• 抜粋:
####################

説明

シート状分離膜および分離膜エレメント

【課題】膜表面に十分な流路が確保できると共に、膜面での乱流効果も十分得られ、局所的な流動の不均一も生じにくいシート状分離膜、及びこれを用いた分離膜エレメントを提供する。
【解決手段】本発明のシート状分離膜は、相互に島状に離間した複数の凸部1を透過側面又は供給側面に有し、前記凸部1は上面の重心を通過する最短長さD2が、隣接する前記凸部1同士の最短距離D3より大きいことを特徴とする。

【発明の詳細な説明】
【技術分野】
【0001】
本発明は、液体等の成分を分離するシート状分離膜、及びこれを用いた分離膜エレメントに関する。

####################

次の1.〜3.が抜粋と合っているか、それぞれ「はい」か「いいえ」で答え、決め手となる抜粋の語句を正確に引用せよ。
1. 凸部は透過側面又は供給側面に設けられる。
2. 凸部の上面の重心を通過する最短長さD2は、隣接する凸部同士の最短距離D3より小さい。
3. 本発明はシート状分離膜だけでなく、それを用いた分離膜エレメントにも関する。
レコードを見る必要はない。

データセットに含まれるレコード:
####################

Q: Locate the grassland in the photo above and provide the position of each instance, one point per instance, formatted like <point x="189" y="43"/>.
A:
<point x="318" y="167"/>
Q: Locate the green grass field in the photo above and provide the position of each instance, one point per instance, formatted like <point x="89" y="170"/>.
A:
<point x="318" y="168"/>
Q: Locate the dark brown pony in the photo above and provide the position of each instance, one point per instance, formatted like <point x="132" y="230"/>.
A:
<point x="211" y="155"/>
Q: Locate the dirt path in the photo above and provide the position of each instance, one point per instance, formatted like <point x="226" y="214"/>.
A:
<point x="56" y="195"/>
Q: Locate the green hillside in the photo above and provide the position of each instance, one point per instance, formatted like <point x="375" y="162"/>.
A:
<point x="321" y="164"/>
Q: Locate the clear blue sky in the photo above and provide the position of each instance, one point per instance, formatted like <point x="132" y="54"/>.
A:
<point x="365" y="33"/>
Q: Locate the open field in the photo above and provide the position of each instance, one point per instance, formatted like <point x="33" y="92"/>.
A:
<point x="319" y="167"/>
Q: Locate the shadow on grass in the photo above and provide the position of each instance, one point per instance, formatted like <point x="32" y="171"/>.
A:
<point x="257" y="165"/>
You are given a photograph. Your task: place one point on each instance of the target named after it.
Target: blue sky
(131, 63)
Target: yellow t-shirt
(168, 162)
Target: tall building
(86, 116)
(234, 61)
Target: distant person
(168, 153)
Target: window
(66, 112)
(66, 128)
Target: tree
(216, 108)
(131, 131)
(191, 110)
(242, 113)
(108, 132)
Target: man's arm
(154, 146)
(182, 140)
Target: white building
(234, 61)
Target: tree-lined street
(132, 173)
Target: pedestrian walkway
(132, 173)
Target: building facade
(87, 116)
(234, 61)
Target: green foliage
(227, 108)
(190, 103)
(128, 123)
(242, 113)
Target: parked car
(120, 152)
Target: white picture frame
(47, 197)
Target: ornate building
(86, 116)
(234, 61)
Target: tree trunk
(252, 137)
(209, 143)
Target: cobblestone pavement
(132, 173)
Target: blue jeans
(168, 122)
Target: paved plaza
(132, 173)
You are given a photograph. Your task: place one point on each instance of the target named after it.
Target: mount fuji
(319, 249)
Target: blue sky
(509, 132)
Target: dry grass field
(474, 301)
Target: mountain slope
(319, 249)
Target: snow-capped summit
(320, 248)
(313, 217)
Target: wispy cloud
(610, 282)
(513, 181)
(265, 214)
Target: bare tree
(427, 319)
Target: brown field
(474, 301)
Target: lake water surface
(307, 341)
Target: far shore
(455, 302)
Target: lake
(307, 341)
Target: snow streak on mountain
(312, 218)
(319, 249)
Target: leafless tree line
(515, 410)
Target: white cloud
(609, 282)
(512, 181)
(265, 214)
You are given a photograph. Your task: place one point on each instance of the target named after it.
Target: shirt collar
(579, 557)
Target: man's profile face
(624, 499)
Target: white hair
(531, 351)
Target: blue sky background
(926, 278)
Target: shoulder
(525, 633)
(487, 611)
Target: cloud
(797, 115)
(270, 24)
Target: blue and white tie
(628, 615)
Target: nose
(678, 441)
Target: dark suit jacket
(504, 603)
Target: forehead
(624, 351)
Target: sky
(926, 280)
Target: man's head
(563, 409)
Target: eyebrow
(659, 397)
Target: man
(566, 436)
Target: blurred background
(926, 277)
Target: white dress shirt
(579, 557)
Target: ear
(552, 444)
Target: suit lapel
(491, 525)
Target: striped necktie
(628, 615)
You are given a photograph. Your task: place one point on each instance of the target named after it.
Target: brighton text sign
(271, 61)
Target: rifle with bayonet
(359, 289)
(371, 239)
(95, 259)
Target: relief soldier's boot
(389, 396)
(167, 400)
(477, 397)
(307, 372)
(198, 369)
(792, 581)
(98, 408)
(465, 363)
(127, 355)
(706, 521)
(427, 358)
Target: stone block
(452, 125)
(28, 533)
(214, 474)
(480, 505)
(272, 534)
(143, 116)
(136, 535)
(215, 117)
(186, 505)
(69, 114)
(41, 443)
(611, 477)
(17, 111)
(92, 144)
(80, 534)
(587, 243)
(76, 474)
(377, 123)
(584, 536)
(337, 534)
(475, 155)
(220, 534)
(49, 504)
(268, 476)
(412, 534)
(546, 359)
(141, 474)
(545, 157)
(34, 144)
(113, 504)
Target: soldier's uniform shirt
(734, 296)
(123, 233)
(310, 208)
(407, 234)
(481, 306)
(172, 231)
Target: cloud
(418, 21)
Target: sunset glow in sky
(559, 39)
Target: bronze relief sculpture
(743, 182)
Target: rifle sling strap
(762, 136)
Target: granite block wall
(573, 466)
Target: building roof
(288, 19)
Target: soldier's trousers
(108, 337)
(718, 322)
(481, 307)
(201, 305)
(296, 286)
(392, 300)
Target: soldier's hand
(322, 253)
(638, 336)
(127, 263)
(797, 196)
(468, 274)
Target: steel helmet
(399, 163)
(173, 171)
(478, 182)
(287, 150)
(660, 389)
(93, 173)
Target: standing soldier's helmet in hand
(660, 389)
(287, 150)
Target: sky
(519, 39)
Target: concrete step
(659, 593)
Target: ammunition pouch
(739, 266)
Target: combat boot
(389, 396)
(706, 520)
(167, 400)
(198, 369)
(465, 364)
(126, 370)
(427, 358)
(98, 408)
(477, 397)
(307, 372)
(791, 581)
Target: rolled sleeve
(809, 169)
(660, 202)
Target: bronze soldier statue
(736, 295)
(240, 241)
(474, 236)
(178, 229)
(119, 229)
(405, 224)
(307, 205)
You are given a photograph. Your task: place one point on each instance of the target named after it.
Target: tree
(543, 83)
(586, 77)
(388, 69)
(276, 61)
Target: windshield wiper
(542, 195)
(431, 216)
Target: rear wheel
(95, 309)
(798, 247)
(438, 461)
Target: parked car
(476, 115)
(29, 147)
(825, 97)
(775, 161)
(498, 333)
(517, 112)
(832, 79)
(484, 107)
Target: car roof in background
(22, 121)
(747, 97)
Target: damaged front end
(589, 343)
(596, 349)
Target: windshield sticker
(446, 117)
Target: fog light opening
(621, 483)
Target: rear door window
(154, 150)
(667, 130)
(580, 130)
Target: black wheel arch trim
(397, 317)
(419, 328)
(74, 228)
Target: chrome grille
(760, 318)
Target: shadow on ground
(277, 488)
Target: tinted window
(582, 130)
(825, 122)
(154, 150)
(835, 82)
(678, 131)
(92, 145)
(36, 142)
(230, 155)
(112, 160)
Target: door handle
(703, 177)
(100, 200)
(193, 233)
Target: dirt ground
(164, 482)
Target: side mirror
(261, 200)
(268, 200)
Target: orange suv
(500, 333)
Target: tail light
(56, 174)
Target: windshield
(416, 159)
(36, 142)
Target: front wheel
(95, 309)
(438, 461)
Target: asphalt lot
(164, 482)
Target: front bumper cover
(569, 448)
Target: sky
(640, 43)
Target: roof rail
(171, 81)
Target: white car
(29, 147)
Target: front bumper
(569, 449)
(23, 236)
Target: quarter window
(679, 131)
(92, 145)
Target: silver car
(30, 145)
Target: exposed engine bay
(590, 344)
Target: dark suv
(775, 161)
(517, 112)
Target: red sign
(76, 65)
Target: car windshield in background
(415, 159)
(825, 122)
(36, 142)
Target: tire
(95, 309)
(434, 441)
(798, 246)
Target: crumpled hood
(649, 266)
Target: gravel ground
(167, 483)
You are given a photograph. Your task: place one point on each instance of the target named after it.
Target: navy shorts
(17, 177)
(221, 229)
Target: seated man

####################

• 回答:
1. はい:「相互に島状に離間した複数の凸部1を透過側面又は供給側面に有し」
2. いいえ:「上面の重心を通過する最短長さD2が、隣接する前記凸部1同士の最短距離D3より大きい」
3. はい:「シート状分離膜、及びこれを用いた分離膜エレメントに関する」